▸ VORLIEGENDER TEXT
-*-*-

Philosophieren auf der Steintreppe

von Thomas Lindemann 13. September 2012

Der Prenzlauer-Berg-Film „Tom Atkins Blues“ porträtiert einen Spätkauf in der Choriner Straße und ist ein Lehrstück über Gentrifizierung. Derzeit wird er wieder populär: Und zwar in Neukölln. Jetzt ist noch unveröffentliches Material zum Film erschienen. 

Einmal in diesem Film sitzen zwei junge Menschen, zwei die hier aufwuchsen, auf der Treppe in der Choriner Straße, schweigen, und dann hört man plötzlich: „Früher waren die Leute hier netter zueinander“. Das könnte als einer der traurigen Prenzlauer-Berg-Momente in die Stadtteilgeschichte eingehen.

-*-*-

▸ ZU ERLEDIGENDE AUFGABEN
A) In welcher Straße liegt laut dem Artikel über „Tom Atkins Blues“ der Spätkauf, den der Film porträtiert?
B) Schreiben Sie aus dem Artikel über „Tom Atkins Blues“ den Abschnitt ab, der mit „Einmal in diesem“ beginnt und bis einschließlich „die Stadtteilgeschichte eingehen.“ reicht.
Die Datensätze stehen in keinem Zusammenhang mit dem Artikel über „Tom Atkins Blues“.

▸ GEZEIGTES MATERIAL
-*-*-

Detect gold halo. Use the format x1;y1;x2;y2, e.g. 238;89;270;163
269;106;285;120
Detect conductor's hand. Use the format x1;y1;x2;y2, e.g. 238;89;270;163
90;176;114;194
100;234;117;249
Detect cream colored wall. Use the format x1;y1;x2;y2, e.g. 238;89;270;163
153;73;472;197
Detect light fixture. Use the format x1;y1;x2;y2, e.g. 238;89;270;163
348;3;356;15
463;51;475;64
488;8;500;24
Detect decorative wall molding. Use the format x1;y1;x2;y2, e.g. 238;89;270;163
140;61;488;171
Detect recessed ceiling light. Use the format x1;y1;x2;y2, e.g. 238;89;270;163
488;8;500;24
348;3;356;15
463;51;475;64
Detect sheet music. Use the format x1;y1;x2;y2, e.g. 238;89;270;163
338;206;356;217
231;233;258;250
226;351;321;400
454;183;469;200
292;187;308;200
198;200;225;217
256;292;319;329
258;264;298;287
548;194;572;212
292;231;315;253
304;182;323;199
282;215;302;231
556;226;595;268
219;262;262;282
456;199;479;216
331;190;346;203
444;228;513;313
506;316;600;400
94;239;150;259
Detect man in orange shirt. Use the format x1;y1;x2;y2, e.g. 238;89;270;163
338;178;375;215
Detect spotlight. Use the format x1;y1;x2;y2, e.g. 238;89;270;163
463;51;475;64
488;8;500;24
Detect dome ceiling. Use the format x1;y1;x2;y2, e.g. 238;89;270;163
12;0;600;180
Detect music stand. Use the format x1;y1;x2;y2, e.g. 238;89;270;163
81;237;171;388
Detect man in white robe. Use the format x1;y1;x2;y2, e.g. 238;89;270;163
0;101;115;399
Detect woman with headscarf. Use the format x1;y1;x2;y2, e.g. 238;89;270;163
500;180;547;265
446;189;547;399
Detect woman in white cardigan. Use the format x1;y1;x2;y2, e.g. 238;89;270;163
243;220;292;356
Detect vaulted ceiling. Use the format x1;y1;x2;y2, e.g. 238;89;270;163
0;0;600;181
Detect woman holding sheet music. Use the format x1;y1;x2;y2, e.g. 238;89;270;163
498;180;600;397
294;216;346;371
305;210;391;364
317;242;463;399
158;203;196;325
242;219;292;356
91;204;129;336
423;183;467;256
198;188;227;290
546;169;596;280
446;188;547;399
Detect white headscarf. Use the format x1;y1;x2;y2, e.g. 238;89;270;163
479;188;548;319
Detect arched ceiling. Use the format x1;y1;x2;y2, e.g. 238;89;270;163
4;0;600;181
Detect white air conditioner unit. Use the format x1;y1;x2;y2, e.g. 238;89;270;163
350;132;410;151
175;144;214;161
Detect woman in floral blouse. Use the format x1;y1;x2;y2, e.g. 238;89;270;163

-*-*-

▸ DIE ERGEBNISSE
A) In der Choriner Straße.

B)
Einmal in diesem Film sitzen zwei junge Menschen, zwei die hier aufwuchsen, auf der Treppe in der Choriner Straße, schweigen, und dann hört man plötzlich: „Früher waren die Leute hier netter zueinander“. Das könnte als einer der traurigen Prenzlauer-Berg-Momente in die Stadtteilgeschichte eingehen.